**QUESTIONS**
- a) Summarize the passage on limb deficiency and congenital tibial deficiency in two sentences.
- b) In the passage on congenital tibial deficiency, what part of the tibia is not seen in type-III?
- c) Write a continuation of the passage on congenital tibial deficiency, picking up right after its final sentence.

**PASSAGE**
Limb deficiency disorders are etiologically heterogeneous, occur as an isolated anomaly or as a part of a syndrome, and may be acquired or congenital. The term limb deficiency incorporates both absence and size reduction of 120 human limb bones, with 205 identified limb deficiency disorders.
Congenital deficiency of the tibia (tibial hemimelia, aplasia, or dysplasia) also known as long bone deficiency is a rare and severe lower limb malformation, with an incidence of approximately 1:1,000,000 live births. It is characterized by lack of part or the entire tibia, with relatively intact fibula. Usually the affected leg is rotated externally and the ventral surface of the foot faces the opposite leg. The majority of the reports are sporadic cases; however apparent autosomal dominant and autosomal recessive families with or without ectrodactyly and other associated limb anomalies also have been reported. The phenotype has been classified into four types: type-I (entire tibia absent), type-II (distal tibia not seen), type-III (proximal tibia not seen), and type- IV (tibia-fibular diastases).

**SOURCE INFORMATION**
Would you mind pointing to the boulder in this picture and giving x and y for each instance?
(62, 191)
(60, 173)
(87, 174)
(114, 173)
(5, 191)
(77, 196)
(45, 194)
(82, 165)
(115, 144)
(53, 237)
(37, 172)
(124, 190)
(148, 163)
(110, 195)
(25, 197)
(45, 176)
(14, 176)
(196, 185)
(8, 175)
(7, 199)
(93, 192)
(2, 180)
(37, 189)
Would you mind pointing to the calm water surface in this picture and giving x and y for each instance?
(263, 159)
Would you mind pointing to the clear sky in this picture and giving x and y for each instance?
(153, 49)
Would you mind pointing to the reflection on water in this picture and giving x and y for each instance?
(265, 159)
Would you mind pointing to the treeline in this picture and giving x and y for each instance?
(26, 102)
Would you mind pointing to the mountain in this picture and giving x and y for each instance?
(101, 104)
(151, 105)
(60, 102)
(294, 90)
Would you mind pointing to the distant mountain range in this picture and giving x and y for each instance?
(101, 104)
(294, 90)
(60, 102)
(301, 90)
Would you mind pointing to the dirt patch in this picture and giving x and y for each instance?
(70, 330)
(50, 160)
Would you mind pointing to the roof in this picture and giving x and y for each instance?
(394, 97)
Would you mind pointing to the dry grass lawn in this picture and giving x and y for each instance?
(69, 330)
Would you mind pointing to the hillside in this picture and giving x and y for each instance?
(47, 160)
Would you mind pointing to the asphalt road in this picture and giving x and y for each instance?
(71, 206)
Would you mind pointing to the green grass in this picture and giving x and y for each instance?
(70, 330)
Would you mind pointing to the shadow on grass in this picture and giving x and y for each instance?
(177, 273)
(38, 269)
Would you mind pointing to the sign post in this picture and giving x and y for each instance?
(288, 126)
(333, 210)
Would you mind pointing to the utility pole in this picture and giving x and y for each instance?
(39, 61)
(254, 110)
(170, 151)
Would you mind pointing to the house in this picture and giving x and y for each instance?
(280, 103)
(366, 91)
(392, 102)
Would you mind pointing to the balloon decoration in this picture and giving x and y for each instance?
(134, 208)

**SOLVED TASKS**
- a) Limb deficiency disorders vary in cause, can occur alone or as part of a syndrome, and may be acquired or congenital. Congenital deficiency of the tibia is a rare, severe lower limb malformation, seen in about 1 in 1,000,000 live births, in which part or all of the tibia is missing while the fibula stays relatively intact, and it is classified into four types.

- b) The proximal tibia is not seen.

- c)
Bilateral and/or unilateral tibial aplasia associated with various other skeletal and extraskeletal malformations, such as congenital diplopodia, triphalangeal thumbs and polydactyly, cleft lip/palate, congenital cardiac defect, vaginal agenesis, cardiovascular defects, imperforate anus radioulnar synostosis, and the most common phenotype, ectrodactyly (split hand /foot) have been seen. Treatment of tibial aplasia traditionally consists of amputating the affected limb to facilitate use of artificial limbs. However, treatment varies with individual cases.
Absence of tibia combined with ectrodactyly is a rare malformation with highly variable manifestations. The full-blown syndrome consists of aplasia of tibia and split-hand/split-foot deformity. Distal hypoplasia or bifurcation of femora, hypo- or aplasia of ulna, and minor anomalies such as patellar aplasia, hypoplastic big toes, postaxial and intermediate polydactyly in connection with split-hand deformity, and cup-shaped ears may be additional malformations. The mildest visible manifestation may be hypoplastic big toes; the severest is tetramonodactyly or transverse hemimelia.
The exact molecular etiology of the cleft hand and absent tibia disorder is not determined yet. However, ongoing molecular studies have mapped the susceptibility loci for SHFLD1 at 1q42.2-q43.